Selected excerpt:
** start **

Any help would be greatly appreciated.

1
Could you provide a couple of data frames so we can work on them? you should also explain what exactly you want the output to be. Is it a list of unique values in a field common to all the DFs? - Pablo Herreros Cantis
With myfiles = lapply(temp, FUN = scan, what = character()) the lapply/setdiff loop will work and it's much faster. - Rui Barradas

1 Answers

0
votes

Here is an approach. First, provide reproducible data:

set.seed(42)
myfiles <- replicate(2, sample(LETTERS, 25, replace=TRUE), simplify=FALSE)
myfiles
# [[1]]
#  [1] "Q" "E" "A" "Y" "J" "D" "R" "Z" "Q" "O" "X" "G" "D" "Y" "E" "N" "T" "Z" "R" "O" "C" "I" "Y" "D" "E"
# 
# [[2]]
#  [1] "M" "E" "T" "B" "H" "C" "Z" "A" "J" "X" "K" "O" "V" "Z" "H" "D" "D" "V" "R" "M" "E" "D" "B" "X" "R"

Now find the unique values:

result <- lapply(myfiles, unique)
result
# [[1]]
#  [1] "Q" "E" "A" "Y" "J" "D" "R" "Z" "O" "X" "G" "N" "T" "C" "I"
# 
# [[2]]
#  [1] "M" "E" "T" "B" "H" "C" "Z" "A" "J" "X" "K" "O" "V" "D" "R"

Or this will sort them for easier comparison:

result2 <- lapply(myfiles, function(x) sort(unique(x)))

** end **

Source material:

** start **

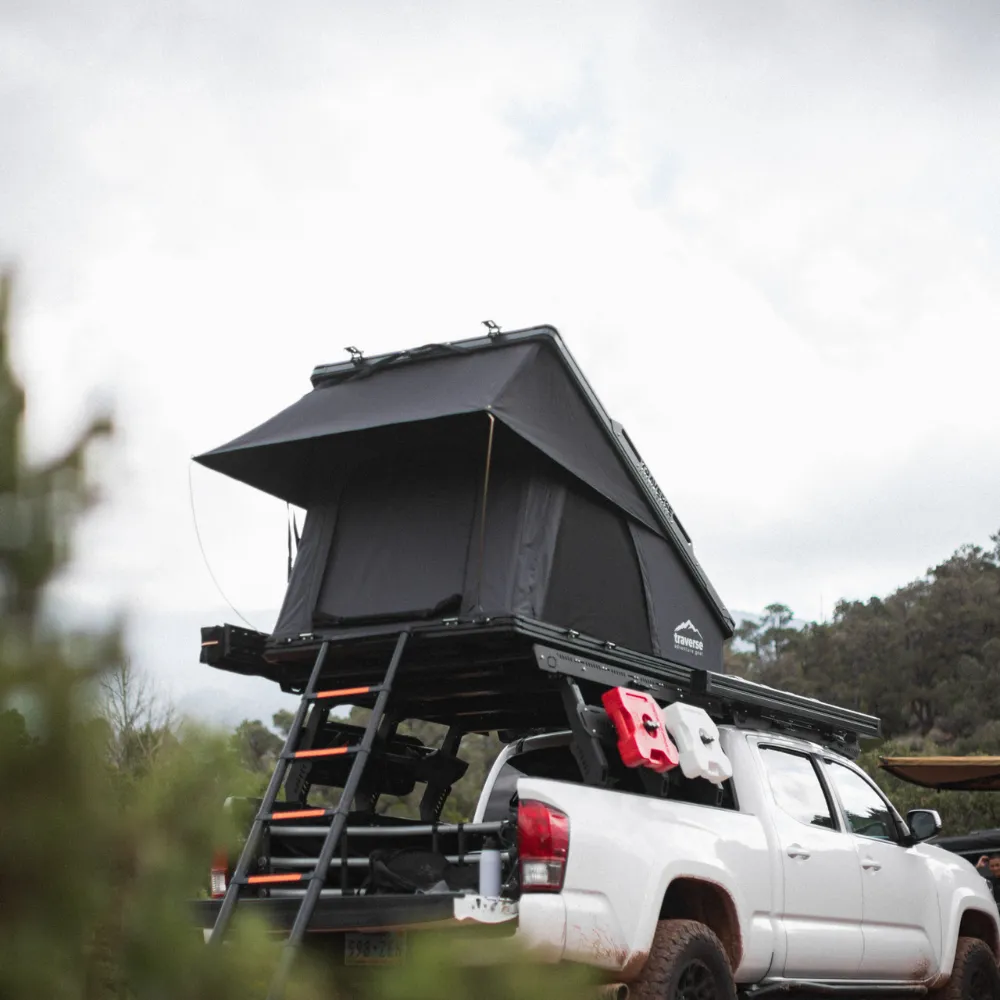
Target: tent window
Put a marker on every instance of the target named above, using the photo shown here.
(596, 587)
(399, 548)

** end **

Stated task 1:
Reproduce the part of the R unique-values thread starting at "result <- lapply(myfiles, unique)" and ending at "lapply(myfiles, function(x) sort(unique(x)))".
Stated task 2:
Answer these questions from the R unique-values thread:
(a) What number is passed to set.seed in the answer's code?
(b) In Rui Barradas's comment, which function is given as FUN to lapply?
(c) Which function wraps unique(x) in the line that creates result2?

Exercise solution 1:
result <- lapply(myfiles, unique)
result
# [[1]]
#  [1] "Q" "E" "A" "Y" "J" "D" "R" "Z" "O" "X" "G" "N" "T" "C" "I"
# 
# [[2]]
#  [1] "M" "E" "T" "B" "H" "C" "Z" "A" "J" "X" "K" "O" "V" "D" "R"

Or this will sort them for easier comparison:

result2 <- lapply(myfiles, function(x) sort(unique(x)))

Exercise solution 2:
(a) 42
(b) scan
(c) sort